◆ TASK INSTRUCTIONS
Please pull out each line of the material that contains the string "Open", copying every such line in full.

◆ MATERIAL FOR THIS EXERCISE
※
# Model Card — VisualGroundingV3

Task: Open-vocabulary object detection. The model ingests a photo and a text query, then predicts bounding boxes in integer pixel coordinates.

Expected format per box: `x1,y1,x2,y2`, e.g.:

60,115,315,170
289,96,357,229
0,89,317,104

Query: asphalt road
※
◆ TASK ANSWER
Task: Open-vocabulary object detection. The model ingests a photo and a text query, then predicts bounding boxes in integer pixel coordinates.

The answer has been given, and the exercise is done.